[Exercise requirements]
• a. In the text on conservation easements, who receives the ownership rights that a property owner separates off?
• b. Name every kind of tax that the conservation easement text says an easement may reduce.

My regular readers know that while I cover many different specifics of asset protection for physicians and business owners, I have several consistent core themes. One theme is that asset protection takes many forms, including using legal tax avoidance strategies to maximize what you can keep.
A second recurring theme is avoiding activities that generate risk and using appropriate due diligence when implementing any tax strategy, so you are not committing tax evasion without consulting with your own experts and creating greater losses. In other words, talk to your own expert advisors to avoid committing tax fraud.
Conservation Easement
What is it?
In the most simple terms, a conservation easement allows property owners to separate various rights associated with ownership of a specific piece of real estate (like land development, subdivision, historical preservation of landmarks and architecture, water and mineral rights, etc.) and give those to some qualifying organization that wants to see some specific feature “conserved.”
What are the benefits?
If done right, the easement generates a tax-deductible gift that may reduce income tax. The restriction in a valid easement may also reduce property taxes and can also sometimes reduce estate taxes by reducing the value of an estate because the subject property can’t be freely developed or changed.
How it goes wrong
Again, the issue here is not that easements are inherently illegal or abusive, at least not yet (remember, what’s legal today may not be in the future). Rather, it’s that they can be abused by bad planners, bad clients, and bad facts when they don’t comply with the law.
As always, the first place to look for clues about the compliance of your plan should be the taxing authority itself. Here are five specifics the IRS doesn’t like, in their owns words. I’ve simply added emphasis (see underlined text) for clarity:
Background – Abusive Transactions Involving Charitable Contributions of Easements
In recognition of our need to preserve our heritage, Congress allowed an income tax deduction for owners of significant property who give up certain rights of ownership to preserve their land or buildings for future generations.
The IRS has seen abuses of this tax provision that compromise the policy Congress intended to promote.
1. We have seen taxpayers, often encouraged by promoters and armed with questionable appraisals, take inappropriately large deductionsfor easements.

[Stored data]
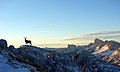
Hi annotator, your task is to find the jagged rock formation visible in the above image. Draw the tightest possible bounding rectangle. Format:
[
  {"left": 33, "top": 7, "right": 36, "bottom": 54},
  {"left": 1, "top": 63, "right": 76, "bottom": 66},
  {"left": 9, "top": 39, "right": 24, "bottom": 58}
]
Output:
[
  {"left": 74, "top": 51, "right": 120, "bottom": 72},
  {"left": 87, "top": 38, "right": 120, "bottom": 66},
  {"left": 1, "top": 45, "right": 81, "bottom": 72},
  {"left": 0, "top": 38, "right": 120, "bottom": 72}
]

[Problem solutions]
• a. Some qualifying organization that wants to see some specific feature "conserved."

• b. Income tax, property taxes, estate taxes